#### Task requirements:
Exactly as written, print each record in the listing.

* begin Dataset *

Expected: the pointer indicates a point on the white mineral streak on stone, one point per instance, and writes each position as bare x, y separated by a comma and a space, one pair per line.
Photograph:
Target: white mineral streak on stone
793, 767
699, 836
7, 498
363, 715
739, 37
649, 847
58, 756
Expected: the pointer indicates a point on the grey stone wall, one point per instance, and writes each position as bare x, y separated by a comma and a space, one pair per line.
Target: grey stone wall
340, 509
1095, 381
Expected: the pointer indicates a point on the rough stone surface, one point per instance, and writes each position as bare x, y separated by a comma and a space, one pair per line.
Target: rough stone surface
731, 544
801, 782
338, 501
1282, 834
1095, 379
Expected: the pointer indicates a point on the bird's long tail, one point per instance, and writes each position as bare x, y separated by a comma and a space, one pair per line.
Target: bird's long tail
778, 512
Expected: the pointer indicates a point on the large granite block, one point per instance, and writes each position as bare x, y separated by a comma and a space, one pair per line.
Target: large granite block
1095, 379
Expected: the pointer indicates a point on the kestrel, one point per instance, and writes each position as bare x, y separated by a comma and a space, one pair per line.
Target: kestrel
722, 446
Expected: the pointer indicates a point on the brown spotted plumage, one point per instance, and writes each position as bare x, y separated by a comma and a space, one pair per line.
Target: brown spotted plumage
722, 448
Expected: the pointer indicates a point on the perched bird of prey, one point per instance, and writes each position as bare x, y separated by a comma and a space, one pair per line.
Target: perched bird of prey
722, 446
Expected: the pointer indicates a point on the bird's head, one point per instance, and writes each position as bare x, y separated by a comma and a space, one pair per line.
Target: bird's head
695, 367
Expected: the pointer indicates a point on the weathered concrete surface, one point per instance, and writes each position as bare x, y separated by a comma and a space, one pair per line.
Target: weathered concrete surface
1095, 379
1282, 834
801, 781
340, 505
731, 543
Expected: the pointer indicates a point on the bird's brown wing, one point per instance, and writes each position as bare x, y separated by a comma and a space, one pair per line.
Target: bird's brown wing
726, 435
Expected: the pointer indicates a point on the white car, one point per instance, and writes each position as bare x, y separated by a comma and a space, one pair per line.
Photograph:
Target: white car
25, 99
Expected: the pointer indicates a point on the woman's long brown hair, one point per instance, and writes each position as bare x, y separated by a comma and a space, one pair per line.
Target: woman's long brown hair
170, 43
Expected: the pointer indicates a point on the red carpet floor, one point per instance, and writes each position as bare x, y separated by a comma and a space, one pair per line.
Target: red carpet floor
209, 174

* end Dataset *

#### Answer for this exercise:
Expected: the pointer indicates a point on the white mineral streak on stone, one point per instance, and writes each position as bare x, y separated by a comma and a space, one pair per line.
Photograph:
Target: white mineral streak on stone
793, 767
699, 836
7, 498
363, 715
739, 37
649, 847
58, 756
Expected: the pointer indicates a point on the grey stone wall, one point per instance, and writes each position as bare x, y separated by a comma and a space, one pair per line.
Target: grey stone wall
340, 509
1095, 381
Expected: the pointer indicates a point on the rough stone surface, one point per instance, and writes each position as bare x, y separated by a comma and a space, one pair per line.
Target: rough stone surface
731, 544
801, 782
338, 501
1282, 834
1095, 379
Expected: the pointer indicates a point on the bird's long tail, one point per instance, and writes each position as bare x, y separated by a comma and a space, one pair per line.
Target: bird's long tail
778, 512
Expected: the pointer indicates a point on the large granite block, one point per instance, and writes each position as bare x, y separated by a comma and a space, one pair per line.
Target: large granite block
1095, 379
Expected: the pointer indicates a point on the kestrel, one point per instance, and writes each position as bare x, y separated by a comma and a space, one pair per line.
Target: kestrel
722, 446
Expected: the pointer indicates a point on the brown spotted plumage, one point per instance, and writes each position as bare x, y separated by a comma and a space, one pair per line.
Target: brown spotted plumage
722, 448
Expected: the pointer indicates a point on the perched bird of prey, one point per instance, and writes each position as bare x, y separated by a comma and a space, one pair per line.
Target: perched bird of prey
722, 446
Expected: the pointer indicates a point on the bird's head, one point per instance, and writes each position as bare x, y separated by a comma and a space, one pair per line.
Target: bird's head
695, 367
Expected: the pointer indicates a point on the weathered concrete surface, one point per instance, and writes each position as bare x, y separated by a comma and a space, one pair per line.
Target: weathered concrete surface
1095, 379
1282, 834
801, 781
340, 505
731, 543
Expected: the pointer indicates a point on the bird's brown wing, one point per instance, and writes each position as bare x, y separated by a comma and a space, one pair per line.
Target: bird's brown wing
726, 435
Expected: the pointer indicates a point on the white car, one point per instance, and writes each position as bare x, y separated by a comma and a space, one pair per line.
Photograph:
Target: white car
25, 99
Expected: the pointer indicates a point on the woman's long brown hair, one point per instance, and writes each position as bare x, y separated by a comma and a space, one pair per line.
Target: woman's long brown hair
170, 43
Expected: the pointer indicates a point on the red carpet floor, one point per instance, and writes each position as bare x, y separated by a comma and a space, one pair per line.
Target: red carpet floor
209, 174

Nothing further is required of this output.